:: EXTRAIT DU TEXTE ::

Punk et Islam. A priori, ce sont deux mots qui ne vont pas ensemble. Et pourtant, il existe un sous-genre musical, où des jeunes ont créé une culture où allient la foi musulmane et la musique punk.
Voici un résumé qu’on peut trouver sur Internet concernant cette musique : « Le taqwacore est un sous-genre de punk en rapport avec l’Islam et sa culture. Le terme est initialement utilisé par l’écrivain américain Michael Muhammad Knight dans un roman intitulé The Taqwacores. Il s’agit d’un mot-valise qui regroupe le punk hardcore et le mot arabe taqwa, qui peut se traduire par l’expression «vivre la piété» et qui dénote à la fois d’une peur et d’un amour du divin. Il n’y a pas encore de son définitif au taqwacore, les artistes se revendiquant du genre jouant divers genres de musique variant du punk au hip-hop. »
Essentiellement jeunes et dans le monde Anglo-saxons
le Taqwacore est majoritairement présent aux Etats-Unis et dans les pays anglophones, et pas vraiment dans les pays arabo-musulmans. C’est pourquoi les groupes du mouvement chantent souvent en anglais. Dans les années 1990, les groupes de Nation Records Fun-Da-Mental et Asian Dub Foundation émergents solidifient la première génération punk musulmane britannique. Dans une interview, Aki Nawaz, fondateur de Nation Records, explique que « l’Islam pour moi c’est plus punk que le punk. »
La démarche taqwacore s’inscrit au sein d’une communauté musulmane américaine relativement jeune. En effet, selon le Pew Research Center, 77 % des musulmans américains ont entre 18 et 49 ans. Les taqwacores peuvent être définis comme une subculture en rébellion contre la culture musulmane américaine dominante. Dans une Amérique toujours sous le choc après les évènements tragiques du 11 septembre 2001, les taqwacores mettent l’accent sur les questions d’identité, d’islamophobie et sur ce qu’ils perçoivent être de l’obscurantisme religieux.
Groupes aux origines diverses
La question de l’identité musulmane américaine se pose de manière tout à fait particulière pour les taqwacores. La communauté taqwacore est en effet constituée de membres venant d’horizons divers, issus de l’immigration, de la communauté afro-américaine, ou encore des conversions à l’islam. Selon le Pew Research Center, les musulmans représentent aujourd’hui environ 0,6 % de la population américaine et ont des origines ethniques variées. Ainsi, si 24 % des musulmans américains sont issus de la communauté africaine-américaine, l’immigration des cinquante dernières années – depuis le vote de l’Immigration Act and Nationality Act de 1965 abolissant les quotas – a permis à de nombreux musulmans originaires du Moyen-Orient, notamment de la Palestine et du Liban, de s’installer aux États-Unis. Les immigrés musulmans qui sont arrivés aux États-Unis dans les années 1960 ont été confrontés à la contre-culture de cette époque, au désir de liberté et d’indépendance de la jeunesse américaine des années 1960 et 1970. Parmi ces immigrés figurent les parents de certains taqwacores qui, ayant eux-mêmes vécu l’expérience de la contre-culture, même sans y prendre part, sont en mesure de comprendre les revendications de leurs enfants. Même s’ils ne soutiennent pas nécessairement les choix de leurs enfants taqwacores, ils ne s’y opposent pas non plus.

:::
:: ENTRÉES DISPONIBLES ::

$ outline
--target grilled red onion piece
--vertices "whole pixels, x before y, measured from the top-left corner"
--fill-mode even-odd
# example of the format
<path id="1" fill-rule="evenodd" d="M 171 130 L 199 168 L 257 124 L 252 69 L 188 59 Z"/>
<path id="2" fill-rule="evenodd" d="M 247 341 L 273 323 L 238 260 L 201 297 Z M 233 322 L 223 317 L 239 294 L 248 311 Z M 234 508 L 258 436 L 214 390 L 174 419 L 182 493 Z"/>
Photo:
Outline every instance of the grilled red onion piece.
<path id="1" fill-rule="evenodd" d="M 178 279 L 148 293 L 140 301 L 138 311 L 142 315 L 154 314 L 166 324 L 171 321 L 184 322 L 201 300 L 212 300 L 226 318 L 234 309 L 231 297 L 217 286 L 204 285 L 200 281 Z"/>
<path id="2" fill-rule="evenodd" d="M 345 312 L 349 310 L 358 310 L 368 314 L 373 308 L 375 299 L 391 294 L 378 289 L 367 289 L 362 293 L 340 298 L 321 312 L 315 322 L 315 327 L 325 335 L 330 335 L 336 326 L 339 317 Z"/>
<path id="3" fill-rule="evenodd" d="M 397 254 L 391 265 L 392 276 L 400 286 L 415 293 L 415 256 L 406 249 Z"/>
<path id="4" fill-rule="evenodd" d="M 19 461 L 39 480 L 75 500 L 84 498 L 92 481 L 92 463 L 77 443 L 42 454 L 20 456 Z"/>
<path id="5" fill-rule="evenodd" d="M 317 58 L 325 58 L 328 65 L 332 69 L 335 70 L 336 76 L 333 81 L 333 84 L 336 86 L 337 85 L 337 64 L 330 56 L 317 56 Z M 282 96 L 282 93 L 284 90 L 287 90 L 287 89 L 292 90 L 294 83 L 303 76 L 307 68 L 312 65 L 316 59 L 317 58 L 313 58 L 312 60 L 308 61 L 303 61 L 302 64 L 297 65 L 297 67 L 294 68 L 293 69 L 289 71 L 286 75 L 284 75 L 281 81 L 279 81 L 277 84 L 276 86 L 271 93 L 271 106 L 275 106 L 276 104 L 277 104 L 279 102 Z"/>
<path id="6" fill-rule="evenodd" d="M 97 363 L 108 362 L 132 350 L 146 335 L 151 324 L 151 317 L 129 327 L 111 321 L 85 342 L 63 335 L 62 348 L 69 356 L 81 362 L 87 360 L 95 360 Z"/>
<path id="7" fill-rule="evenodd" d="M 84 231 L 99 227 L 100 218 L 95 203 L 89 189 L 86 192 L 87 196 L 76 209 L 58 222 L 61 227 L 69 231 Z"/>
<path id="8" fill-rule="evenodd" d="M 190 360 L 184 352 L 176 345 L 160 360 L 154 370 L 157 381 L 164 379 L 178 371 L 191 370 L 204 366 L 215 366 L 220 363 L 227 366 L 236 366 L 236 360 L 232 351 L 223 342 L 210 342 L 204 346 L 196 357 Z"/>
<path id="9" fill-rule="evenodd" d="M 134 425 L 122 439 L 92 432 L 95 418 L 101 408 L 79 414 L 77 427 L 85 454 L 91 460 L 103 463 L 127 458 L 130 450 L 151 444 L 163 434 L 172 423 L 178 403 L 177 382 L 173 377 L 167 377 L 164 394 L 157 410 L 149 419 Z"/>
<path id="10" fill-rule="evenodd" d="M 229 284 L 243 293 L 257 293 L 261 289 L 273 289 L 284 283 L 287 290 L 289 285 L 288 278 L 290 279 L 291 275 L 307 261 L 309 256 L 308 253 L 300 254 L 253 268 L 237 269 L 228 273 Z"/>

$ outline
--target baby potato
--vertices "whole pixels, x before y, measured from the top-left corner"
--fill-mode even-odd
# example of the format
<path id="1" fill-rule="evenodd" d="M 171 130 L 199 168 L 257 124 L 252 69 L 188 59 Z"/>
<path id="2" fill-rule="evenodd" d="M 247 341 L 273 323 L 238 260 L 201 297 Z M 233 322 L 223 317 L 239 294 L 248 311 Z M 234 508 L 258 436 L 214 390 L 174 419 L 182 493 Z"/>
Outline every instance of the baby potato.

:::

→ **OBJECTIFS**:
1 - Indiquez si chacune des affirmations suivantes concorde avec le texte sur le taqwacore, en répondant par oui ou par non et en citant textuellement les mots qui tranchent. (a) Le taqwacore est surtout présent dans les pays arabo-musulmans. (b) Selon le Pew Research Center, 77 % des musulmans américains ont entre 18 et 49 ans. (c) Le terme « taqwacore » apparaît d'abord dans un roman de Michael Muhammad Knight.
2 - Comptez les lignes des entrées qui contiennent le mot « every » et donnez uniquement ce nombre.

→ **RÉPONSES**:
1 -
(a) Non : « le Taqwacore est majoritairement présent aux Etats-Unis et dans les pays anglophones, et pas vraiment dans les pays arabo-musulmans ».
(b) Oui : « selon le Pew Research Center, 77 % des musulmans américains ont entre 18 et 49 ans ».
(c) Oui : « Le terme est initialement utilisé par l’écrivain américain Michael Muhammad Knight dans un roman intitulé The Taqwacores ».

2 - 2